## Tarefas a realizar
**1.** Extraia do texto sobre ética na liderança o trecho que começa em "Vivemos um período" e segue até "para as futuras?".
**2.** Transcreva todas as frases interrogativas do texto sobre ética na liderança.

## Excerto citado
----------

Vivemos um período de grande incerteza, causado por um fenómeno global que nos afetou a todos de modo inesperado. Este fenómeno obrigou-nos a ajustar as nossas vidas, os nossos modelos sociais e também no obrigou a tomar decisões difíceis. Muitas destas decisões, feitas no âmbito de instituições e corporações, exigiram bastante dos seus líderes e gestores. Como avaliar agora as decisões tomadas e como preparar-nos para as futuras?
POR MARTA LINCE FARIA

A primeira coisa que me vem à mente é aprender a duvidar. Tendo a desconfiar dos líderes e gestores que me declaram que a sua instituição é perfeitamente ética. Não duvido tanto pelo facto de o declararem, mas porque a sua excessiva confiança faz-me pensar que talvez não tenham uma conceção adequada da ética. As suas instituições não são éticas simplesmente porque nelas existem códigos de ética robustos e bem pensados. Por exemplo, muitas vezes não é claro em que medida é que o valor “respeito pelo cliente” está a ser promovido ou desrespeitado e várias pessoas podem chegar a ter opiniões diferentes. Alguma vez deram voltas na cama com dúvidas de ter tomado a melhor decisão? Se não, o mais provável é que haja importantes falhas éticas a corrigir no vosso comportamento e na vossa organização e que não exista suficiente segurança psicológica entre os vossos colaboradores para vos chamar à atenção do que não está tão bem. Se os gurus da ética debatem bastante sobre o valor moral de determinadas ações, como poderemos julgar-nos já imunes a essas questões, levantando estas tantas dúvidas entre especialistas?

----------

Entradas do conjunto de anotações:
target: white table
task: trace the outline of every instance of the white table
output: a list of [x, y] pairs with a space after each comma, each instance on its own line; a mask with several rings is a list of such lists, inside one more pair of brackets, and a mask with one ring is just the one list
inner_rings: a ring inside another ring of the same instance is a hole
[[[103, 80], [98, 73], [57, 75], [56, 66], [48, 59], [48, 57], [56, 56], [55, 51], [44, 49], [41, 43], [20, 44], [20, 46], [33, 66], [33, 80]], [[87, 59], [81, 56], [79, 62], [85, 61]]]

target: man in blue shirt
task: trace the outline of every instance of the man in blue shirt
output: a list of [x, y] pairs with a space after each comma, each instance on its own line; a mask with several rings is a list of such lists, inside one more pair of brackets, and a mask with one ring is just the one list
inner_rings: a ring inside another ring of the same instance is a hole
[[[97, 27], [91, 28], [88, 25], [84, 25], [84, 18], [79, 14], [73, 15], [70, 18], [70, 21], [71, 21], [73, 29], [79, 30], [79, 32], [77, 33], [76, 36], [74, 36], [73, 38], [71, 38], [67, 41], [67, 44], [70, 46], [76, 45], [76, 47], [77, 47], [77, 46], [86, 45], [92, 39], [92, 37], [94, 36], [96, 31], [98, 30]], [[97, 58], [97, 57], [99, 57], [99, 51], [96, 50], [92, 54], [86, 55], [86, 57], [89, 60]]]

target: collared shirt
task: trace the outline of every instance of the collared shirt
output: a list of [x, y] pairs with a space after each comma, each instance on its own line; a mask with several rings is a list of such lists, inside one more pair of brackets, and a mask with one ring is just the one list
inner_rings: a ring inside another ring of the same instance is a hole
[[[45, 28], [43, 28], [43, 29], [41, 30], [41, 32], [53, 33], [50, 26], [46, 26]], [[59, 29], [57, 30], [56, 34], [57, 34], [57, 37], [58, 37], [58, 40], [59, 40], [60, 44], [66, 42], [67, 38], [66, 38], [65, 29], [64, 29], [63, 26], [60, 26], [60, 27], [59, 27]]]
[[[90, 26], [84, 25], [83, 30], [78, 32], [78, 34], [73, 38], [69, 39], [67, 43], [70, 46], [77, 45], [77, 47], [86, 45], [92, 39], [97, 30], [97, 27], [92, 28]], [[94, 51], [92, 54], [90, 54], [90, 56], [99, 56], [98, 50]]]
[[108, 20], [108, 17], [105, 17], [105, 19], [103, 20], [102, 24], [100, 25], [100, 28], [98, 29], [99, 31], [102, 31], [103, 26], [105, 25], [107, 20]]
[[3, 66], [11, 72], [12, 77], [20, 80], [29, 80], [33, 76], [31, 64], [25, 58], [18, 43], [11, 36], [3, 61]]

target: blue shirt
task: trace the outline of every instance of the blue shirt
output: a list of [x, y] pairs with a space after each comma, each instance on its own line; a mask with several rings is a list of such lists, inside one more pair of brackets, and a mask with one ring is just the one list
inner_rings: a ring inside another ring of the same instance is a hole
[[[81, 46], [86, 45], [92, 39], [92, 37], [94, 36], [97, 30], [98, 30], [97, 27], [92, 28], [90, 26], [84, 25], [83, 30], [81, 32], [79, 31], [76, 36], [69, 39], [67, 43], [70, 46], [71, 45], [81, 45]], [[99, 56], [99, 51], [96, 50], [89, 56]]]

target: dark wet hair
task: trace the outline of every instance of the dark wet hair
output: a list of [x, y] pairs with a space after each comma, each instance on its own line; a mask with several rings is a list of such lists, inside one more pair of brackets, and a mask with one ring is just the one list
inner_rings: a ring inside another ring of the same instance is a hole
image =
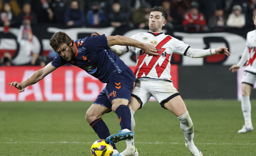
[[150, 9], [149, 10], [149, 13], [152, 12], [159, 11], [162, 12], [162, 15], [164, 17], [165, 20], [167, 19], [168, 15], [167, 14], [167, 11], [162, 6], [155, 6], [153, 8]]
[[65, 32], [59, 31], [54, 34], [50, 39], [50, 45], [52, 49], [55, 52], [59, 49], [61, 44], [63, 43], [66, 43], [69, 45], [69, 42], [71, 41], [72, 43], [74, 40], [71, 39]]

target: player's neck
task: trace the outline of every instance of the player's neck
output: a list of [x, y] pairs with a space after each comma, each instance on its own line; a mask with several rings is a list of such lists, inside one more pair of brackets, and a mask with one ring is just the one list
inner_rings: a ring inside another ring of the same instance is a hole
[[149, 32], [151, 32], [153, 33], [160, 33], [160, 32], [162, 32], [162, 30], [160, 30], [159, 31], [152, 31], [149, 30]]
[[73, 51], [73, 57], [74, 57], [76, 54], [76, 51], [77, 51], [76, 49], [76, 46], [74, 42], [73, 44], [73, 46], [71, 47], [71, 48], [72, 49], [72, 50]]

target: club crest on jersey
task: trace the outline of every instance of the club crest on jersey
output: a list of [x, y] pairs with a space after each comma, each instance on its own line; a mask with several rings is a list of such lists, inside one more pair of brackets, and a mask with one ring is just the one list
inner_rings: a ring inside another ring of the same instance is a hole
[[153, 45], [156, 45], [157, 44], [157, 41], [150, 41], [150, 44]]
[[90, 62], [90, 60], [87, 59], [87, 57], [86, 56], [83, 56], [83, 59], [85, 60], [86, 62], [88, 61]]
[[84, 65], [82, 67], [87, 72], [90, 73], [92, 74], [95, 72], [97, 70], [97, 66], [94, 65]]

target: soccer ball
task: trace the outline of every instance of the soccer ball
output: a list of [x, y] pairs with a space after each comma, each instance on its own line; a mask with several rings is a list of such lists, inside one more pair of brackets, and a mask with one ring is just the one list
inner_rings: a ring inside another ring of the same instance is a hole
[[91, 148], [92, 156], [112, 156], [113, 150], [112, 145], [106, 143], [103, 139], [94, 142]]

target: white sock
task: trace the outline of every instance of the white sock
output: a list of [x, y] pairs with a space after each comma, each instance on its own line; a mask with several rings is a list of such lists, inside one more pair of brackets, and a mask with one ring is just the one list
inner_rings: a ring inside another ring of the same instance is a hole
[[[135, 121], [134, 120], [134, 118], [133, 117], [133, 115], [134, 115], [135, 112], [131, 109], [130, 110], [130, 112], [131, 112], [131, 129], [132, 129], [132, 131], [133, 132], [133, 133], [134, 133], [135, 132], [135, 128], [136, 127]], [[133, 138], [133, 139], [131, 140], [126, 140], [126, 149], [129, 149], [130, 150], [135, 151], [135, 147], [134, 146], [134, 138]]]
[[245, 123], [247, 126], [252, 125], [252, 118], [251, 111], [252, 107], [251, 105], [250, 96], [242, 96], [241, 101], [242, 111], [243, 112], [243, 117], [245, 118]]
[[187, 145], [188, 147], [191, 147], [191, 146], [193, 146], [194, 144], [194, 142], [193, 141], [193, 139], [189, 141], [187, 141]]
[[185, 138], [187, 141], [191, 141], [194, 138], [194, 125], [189, 116], [188, 111], [177, 118], [180, 120], [181, 128], [183, 131]]
[[117, 150], [115, 150], [114, 149], [113, 150], [113, 155], [114, 155], [115, 154], [116, 154], [117, 153], [119, 153], [119, 152], [118, 152], [118, 151], [117, 151]]

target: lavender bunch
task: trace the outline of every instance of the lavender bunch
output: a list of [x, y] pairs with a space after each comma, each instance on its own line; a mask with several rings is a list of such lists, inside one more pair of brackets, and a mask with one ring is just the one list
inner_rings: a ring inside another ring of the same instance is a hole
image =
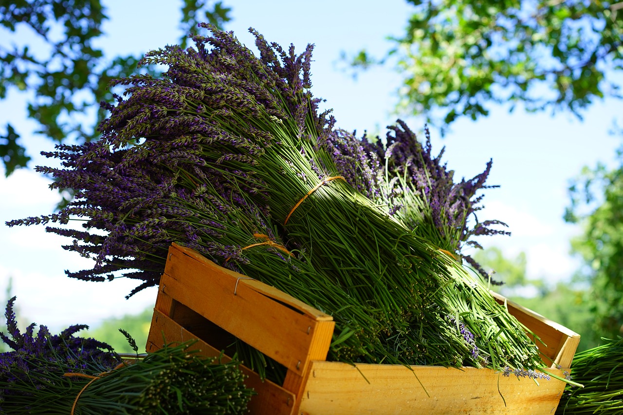
[[[510, 232], [493, 226], [506, 226], [497, 220], [478, 221], [483, 194], [477, 193], [497, 186], [485, 184], [492, 161], [485, 171], [472, 179], [455, 183], [454, 172], [442, 164], [445, 147], [432, 155], [430, 132], [421, 142], [402, 120], [388, 127], [384, 142], [364, 135], [338, 131], [330, 136], [328, 146], [333, 150], [336, 164], [348, 183], [368, 198], [386, 205], [388, 214], [399, 219], [418, 234], [426, 236], [439, 247], [457, 259], [464, 259], [485, 280], [489, 274], [471, 256], [461, 253], [466, 246], [482, 249], [475, 236]], [[473, 218], [475, 223], [470, 222]], [[493, 284], [499, 284], [492, 281]]]
[[623, 338], [602, 338], [604, 344], [573, 358], [573, 380], [568, 384], [556, 414], [623, 414]]
[[[124, 361], [110, 346], [74, 337], [86, 326], [51, 336], [34, 324], [17, 328], [13, 303], [6, 315], [13, 349], [0, 355], [0, 413], [241, 413], [253, 391], [235, 360], [225, 363], [189, 350], [193, 341], [167, 345], [146, 357]], [[131, 345], [133, 339], [125, 332]]]
[[[212, 31], [194, 37], [196, 49], [148, 54], [144, 62], [168, 67], [163, 77], [118, 81], [126, 98], [110, 107], [101, 141], [50, 155], [65, 168], [40, 171], [77, 188], [75, 202], [57, 215], [9, 224], [86, 217], [87, 229], [107, 234], [67, 235], [75, 239], [68, 249], [96, 261], [72, 276], [105, 279], [124, 270], [144, 280], [137, 289], [157, 283], [171, 242], [221, 261], [227, 255], [229, 266], [344, 313], [333, 351], [364, 340], [336, 351], [347, 361], [541, 365], [521, 325], [486, 289], [343, 179], [327, 146], [335, 120], [309, 91], [312, 47], [297, 55], [255, 33], [257, 58], [232, 34]], [[249, 209], [232, 216], [237, 204]], [[232, 219], [215, 219], [223, 216]], [[244, 249], [255, 233], [275, 245]], [[477, 357], [449, 316], [460, 316], [473, 334]]]
[[36, 408], [31, 404], [33, 397], [62, 373], [107, 371], [121, 363], [108, 345], [74, 336], [88, 328], [84, 325], [72, 325], [52, 335], [43, 325], [36, 335], [33, 323], [21, 333], [13, 310], [15, 300], [14, 297], [9, 300], [4, 313], [7, 333], [0, 333], [0, 338], [11, 349], [0, 354], [0, 413], [16, 413], [18, 408], [36, 413]]
[[102, 125], [103, 140], [113, 148], [139, 137], [159, 143], [174, 140], [183, 126], [202, 161], [220, 169], [223, 183], [249, 189], [257, 204], [268, 207], [283, 240], [306, 249], [315, 266], [331, 272], [361, 304], [379, 310], [383, 341], [399, 350], [396, 355], [460, 365], [464, 338], [440, 327], [446, 315], [469, 312], [477, 302], [491, 316], [468, 322], [481, 335], [479, 348], [506, 356], [511, 343], [523, 344], [528, 348], [518, 354], [521, 364], [534, 360], [536, 348], [516, 325], [494, 351], [488, 325], [506, 318], [503, 327], [512, 327], [508, 314], [484, 289], [474, 292], [473, 282], [437, 247], [341, 179], [325, 145], [334, 120], [318, 113], [308, 89], [311, 47], [297, 56], [293, 47], [285, 51], [256, 36], [259, 59], [231, 34], [217, 31], [196, 37], [196, 51], [149, 54], [146, 62], [168, 66], [166, 79], [123, 81], [130, 97]]

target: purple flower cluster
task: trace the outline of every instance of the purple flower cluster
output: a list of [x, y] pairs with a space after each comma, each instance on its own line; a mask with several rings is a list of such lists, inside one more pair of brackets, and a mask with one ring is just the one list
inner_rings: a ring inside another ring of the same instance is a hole
[[[4, 386], [0, 388], [0, 403], [6, 396], [24, 393], [23, 388], [11, 388], [11, 384], [32, 383], [32, 387], [44, 388], [46, 373], [57, 371], [59, 367], [66, 372], [99, 373], [120, 363], [108, 345], [93, 338], [74, 336], [80, 330], [88, 328], [84, 325], [72, 325], [52, 335], [45, 326], [40, 326], [35, 334], [33, 323], [21, 333], [13, 310], [15, 299], [14, 297], [9, 300], [4, 313], [7, 333], [0, 333], [0, 338], [12, 349], [0, 354], [0, 378]], [[33, 373], [39, 376], [34, 376]]]
[[[343, 131], [330, 136], [328, 146], [343, 175], [368, 198], [386, 203], [390, 215], [424, 232], [440, 248], [462, 257], [488, 278], [477, 262], [460, 251], [466, 245], [482, 248], [472, 237], [510, 234], [492, 227], [506, 226], [503, 222], [478, 222], [475, 214], [482, 209], [484, 196], [477, 193], [498, 187], [485, 184], [492, 161], [480, 174], [455, 183], [454, 171], [442, 163], [445, 148], [436, 156], [432, 155], [427, 128], [424, 143], [402, 120], [388, 128], [384, 143], [378, 138], [369, 140], [365, 135], [358, 139]], [[409, 193], [411, 199], [406, 197]], [[476, 219], [475, 224], [470, 224], [470, 217]]]
[[504, 370], [502, 371], [502, 374], [508, 378], [511, 374], [515, 374], [518, 378], [528, 378], [529, 379], [543, 379], [545, 380], [550, 380], [551, 379], [551, 376], [543, 372], [538, 372], [532, 370], [526, 370], [519, 368], [517, 369], [511, 369], [508, 366], [504, 368]]
[[452, 316], [449, 316], [447, 317], [450, 325], [452, 327], [456, 327], [459, 333], [463, 336], [465, 340], [465, 344], [468, 347], [471, 349], [470, 353], [471, 354], [471, 359], [473, 362], [478, 362], [480, 360], [480, 353], [478, 353], [478, 347], [476, 346], [476, 340], [474, 337], [473, 333], [470, 332], [469, 329], [465, 326], [465, 323], [460, 320], [457, 320], [455, 317]]

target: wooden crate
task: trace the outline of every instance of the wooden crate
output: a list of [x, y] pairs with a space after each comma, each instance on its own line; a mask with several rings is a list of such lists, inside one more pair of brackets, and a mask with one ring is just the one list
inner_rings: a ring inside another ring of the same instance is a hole
[[[548, 371], [562, 376], [579, 335], [496, 296], [543, 340], [541, 353], [554, 362]], [[146, 349], [197, 338], [202, 354], [217, 356], [234, 336], [252, 345], [287, 368], [280, 385], [242, 367], [258, 393], [249, 404], [255, 414], [549, 414], [564, 388], [554, 378], [536, 382], [490, 369], [326, 361], [334, 326], [331, 316], [174, 244]]]

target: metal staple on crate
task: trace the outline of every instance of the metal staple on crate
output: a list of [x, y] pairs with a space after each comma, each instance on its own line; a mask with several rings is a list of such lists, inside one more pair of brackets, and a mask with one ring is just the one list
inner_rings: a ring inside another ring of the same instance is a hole
[[235, 287], [234, 287], [234, 295], [235, 295], [235, 292], [238, 290], [238, 282], [240, 280], [254, 280], [255, 279], [251, 278], [250, 277], [239, 277], [235, 280]]

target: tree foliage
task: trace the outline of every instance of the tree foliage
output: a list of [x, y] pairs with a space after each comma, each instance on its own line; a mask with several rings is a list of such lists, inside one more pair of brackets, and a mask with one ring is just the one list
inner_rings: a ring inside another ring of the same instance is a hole
[[585, 167], [571, 187], [565, 220], [583, 233], [571, 242], [583, 260], [579, 277], [591, 286], [596, 330], [605, 336], [623, 334], [623, 146], [619, 166]]
[[[415, 6], [397, 57], [399, 108], [444, 126], [488, 113], [487, 104], [580, 115], [619, 95], [623, 3], [585, 0], [407, 0]], [[383, 62], [362, 50], [356, 67]]]
[[[230, 9], [221, 1], [183, 0], [181, 11], [183, 44], [198, 22], [220, 27], [230, 19]], [[28, 117], [38, 123], [37, 132], [52, 140], [97, 138], [95, 126], [105, 117], [98, 103], [113, 100], [109, 83], [136, 73], [140, 58], [107, 56], [95, 45], [107, 18], [101, 0], [0, 1], [0, 24], [13, 35], [12, 44], [6, 39], [0, 44], [0, 99], [11, 88], [31, 92]], [[44, 47], [35, 51], [33, 43]], [[92, 117], [83, 115], [93, 110]], [[0, 157], [7, 176], [30, 160], [19, 138], [10, 123], [0, 126]]]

----------

## Respostas às tarefas
**1.**
Vivemos um período de grande incerteza, causado por um fenómeno global que nos afetou a todos de modo inesperado. Este fenómeno obrigou-nos a ajustar as nossas vidas, os nossos modelos sociais e também no obrigou a tomar decisões difíceis. Muitas destas decisões, feitas no âmbito de instituições e corporações, exigiram bastante dos seus líderes e gestores. Como avaliar agora as decisões tomadas e como preparar-nos para as futuras?

**2.**
- Como avaliar agora as decisões tomadas e como preparar-nos para as futuras?
- Alguma vez deram voltas na cama com dúvidas de ter tomado a melhor decisão?
- Se os gurus da ética debatem bastante sobre o valor moral de determinadas ações, como poderemos julgar-nos já imunes a essas questões, levantando estas tantas dúvidas entre especialistas?